**Instructions to follow**
Rename every "Target" in the entries below to "Object", and leave all other text as it is.

(Collected data)
+---+
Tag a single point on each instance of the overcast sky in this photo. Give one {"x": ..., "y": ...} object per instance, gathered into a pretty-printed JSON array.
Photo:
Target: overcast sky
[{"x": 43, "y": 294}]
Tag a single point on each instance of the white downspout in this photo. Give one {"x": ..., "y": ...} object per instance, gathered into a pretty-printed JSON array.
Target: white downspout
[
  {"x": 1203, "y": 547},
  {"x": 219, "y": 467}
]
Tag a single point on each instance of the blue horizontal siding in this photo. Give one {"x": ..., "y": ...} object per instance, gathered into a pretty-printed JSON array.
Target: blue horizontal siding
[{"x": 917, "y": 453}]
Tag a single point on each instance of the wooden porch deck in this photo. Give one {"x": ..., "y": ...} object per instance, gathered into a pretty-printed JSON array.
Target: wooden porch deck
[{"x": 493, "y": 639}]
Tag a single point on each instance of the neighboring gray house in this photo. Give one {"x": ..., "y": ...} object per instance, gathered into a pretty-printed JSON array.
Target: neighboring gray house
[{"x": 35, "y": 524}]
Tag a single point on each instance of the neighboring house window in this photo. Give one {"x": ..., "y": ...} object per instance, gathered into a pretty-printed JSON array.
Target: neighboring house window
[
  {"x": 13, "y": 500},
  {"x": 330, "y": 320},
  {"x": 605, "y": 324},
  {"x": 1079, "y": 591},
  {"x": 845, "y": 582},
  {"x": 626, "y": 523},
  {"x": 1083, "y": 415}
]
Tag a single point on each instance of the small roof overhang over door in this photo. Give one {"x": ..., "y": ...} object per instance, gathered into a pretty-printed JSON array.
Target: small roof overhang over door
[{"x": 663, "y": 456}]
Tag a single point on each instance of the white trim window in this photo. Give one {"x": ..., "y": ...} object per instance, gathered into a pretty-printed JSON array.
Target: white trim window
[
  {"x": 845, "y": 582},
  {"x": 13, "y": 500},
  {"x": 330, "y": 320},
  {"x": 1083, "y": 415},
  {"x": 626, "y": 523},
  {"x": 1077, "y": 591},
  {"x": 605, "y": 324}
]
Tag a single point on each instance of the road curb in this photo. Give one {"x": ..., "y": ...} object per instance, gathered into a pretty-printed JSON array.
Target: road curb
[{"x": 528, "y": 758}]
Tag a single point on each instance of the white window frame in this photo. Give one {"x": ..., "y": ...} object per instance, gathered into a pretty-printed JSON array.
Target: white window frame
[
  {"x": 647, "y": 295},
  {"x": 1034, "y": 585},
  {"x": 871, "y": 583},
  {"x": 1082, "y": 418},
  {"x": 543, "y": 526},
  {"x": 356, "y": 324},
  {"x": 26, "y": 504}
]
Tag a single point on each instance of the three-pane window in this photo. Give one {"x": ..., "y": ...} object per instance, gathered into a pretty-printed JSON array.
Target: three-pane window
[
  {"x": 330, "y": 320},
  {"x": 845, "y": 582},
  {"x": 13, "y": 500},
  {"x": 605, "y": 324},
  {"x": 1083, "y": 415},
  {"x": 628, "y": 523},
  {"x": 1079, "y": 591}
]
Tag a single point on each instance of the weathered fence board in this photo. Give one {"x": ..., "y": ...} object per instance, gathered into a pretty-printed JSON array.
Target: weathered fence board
+---+
**Full solution**
Tag a single point on each instance of the overcast sky in this photo. Give one {"x": ..., "y": ...} object per instance, gathered into a pretty-printed JSON array.
Photo:
Object: overcast sky
[{"x": 43, "y": 294}]
Tag a single point on each instance of the white downspout in this photo. Give one {"x": ..., "y": ...} object per instance, gathered into a pretty-printed JSON array.
Object: white downspout
[
  {"x": 1203, "y": 547},
  {"x": 219, "y": 467}
]
Tag a single point on each instance of the blue horizontal siding in this photo. Give one {"x": ..., "y": ...} object per instance, gathered into a pretty-printed JSON array.
Object: blue horizontal siding
[{"x": 917, "y": 453}]
Tag a single point on each instance of the wooden porch deck in this photo. Give one {"x": ..., "y": ...} object per instance, gathered into a pretty-printed JSON array.
Object: wooden porch deck
[{"x": 493, "y": 639}]
Tag a single point on each instance of the neighboring gray house in this photo. Give one {"x": ..., "y": ...} object per instance, gathered into a pretty-printed JSON array.
Object: neighboring gray house
[{"x": 35, "y": 524}]
Tag a single point on each instance of the neighboring house window in this photo. Give one {"x": ..., "y": ...} object per instance, gathered into a pretty-printed JSON array.
Object: neighboring house window
[
  {"x": 13, "y": 500},
  {"x": 330, "y": 320},
  {"x": 605, "y": 324},
  {"x": 1079, "y": 591},
  {"x": 845, "y": 582},
  {"x": 626, "y": 523},
  {"x": 1083, "y": 415}
]
Tag a single point on each instance of the small roof overhang over door in this photo. Give one {"x": ..., "y": ...} object per instance, gathered into a pretty-printed JSON array.
Object: small roof overhang over door
[{"x": 663, "y": 456}]
Tag a single point on each instance of the white trim window in this photo. Give one {"x": ..., "y": ...} object per instance, gathered into a pretty-printed JSON array.
Object: white trim window
[
  {"x": 845, "y": 582},
  {"x": 13, "y": 500},
  {"x": 330, "y": 320},
  {"x": 1083, "y": 415},
  {"x": 626, "y": 523},
  {"x": 1077, "y": 591},
  {"x": 605, "y": 324}
]
Tag a single point on each instance of the road curb in this photo. Give one {"x": ..., "y": ...} object per instance, gathered into a pretty-printed JSON array.
Object: road curb
[{"x": 528, "y": 758}]
Tag a single point on each instance of the white window frame in this photo. Give one {"x": ..., "y": ...} object per instance, gathered into a pretty-printed JSON array.
Object: white window frame
[
  {"x": 647, "y": 295},
  {"x": 1034, "y": 585},
  {"x": 871, "y": 583},
  {"x": 1082, "y": 418},
  {"x": 543, "y": 526},
  {"x": 356, "y": 324},
  {"x": 26, "y": 504}
]
Tag a single point on each instance of the three-pane window in this photo. Give one {"x": ..., "y": ...} object per instance, gathered into a pretty-printed JSON array.
Object: three-pane window
[
  {"x": 330, "y": 320},
  {"x": 845, "y": 582},
  {"x": 13, "y": 500},
  {"x": 605, "y": 324},
  {"x": 1083, "y": 415},
  {"x": 628, "y": 523},
  {"x": 1079, "y": 591}
]
Tag a single point on each instance of the weathered fence board in this photo. Give one {"x": ..., "y": ...} object per instance, gathered into a pretty-printed JSON array.
Object: weathered fence board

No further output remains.